** Opening Task input block **

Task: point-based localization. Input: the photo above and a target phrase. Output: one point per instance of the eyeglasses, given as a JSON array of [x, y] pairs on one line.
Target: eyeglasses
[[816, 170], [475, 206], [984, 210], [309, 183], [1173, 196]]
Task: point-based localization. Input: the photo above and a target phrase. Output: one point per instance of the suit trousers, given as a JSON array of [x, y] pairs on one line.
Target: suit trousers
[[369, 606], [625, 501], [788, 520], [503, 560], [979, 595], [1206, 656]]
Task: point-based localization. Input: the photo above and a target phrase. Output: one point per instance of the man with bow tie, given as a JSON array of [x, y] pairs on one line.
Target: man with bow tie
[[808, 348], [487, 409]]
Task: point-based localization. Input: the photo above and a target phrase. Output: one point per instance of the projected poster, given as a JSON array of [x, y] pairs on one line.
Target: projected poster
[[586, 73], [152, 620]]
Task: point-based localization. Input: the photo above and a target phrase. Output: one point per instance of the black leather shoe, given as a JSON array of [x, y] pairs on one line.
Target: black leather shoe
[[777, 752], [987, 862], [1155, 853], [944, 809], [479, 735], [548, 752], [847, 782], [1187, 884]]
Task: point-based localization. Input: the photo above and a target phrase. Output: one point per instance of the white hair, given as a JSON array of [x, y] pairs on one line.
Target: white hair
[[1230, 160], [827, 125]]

** Closing Task input block **

Problem description:
Restate exactly each line of the data from the one bearing "of the black" to the end, and add nothing.

Reply:
Task: point-based localization. Input: the photo above and a target phrase. Output: one point per instance of the black leather shoe, given as a JSON array of [x, y] pairs on one line.
Target: black leather shoe
[[777, 752], [987, 862], [1155, 853], [944, 809], [479, 735], [548, 752], [847, 782], [1187, 884]]
Task: point-based localization. Input: the photo above and a target phrase. Output: one point per instance of the white hair, given as a JSON array of [x, y] pairs on one line.
Target: white hair
[[1230, 160], [827, 125]]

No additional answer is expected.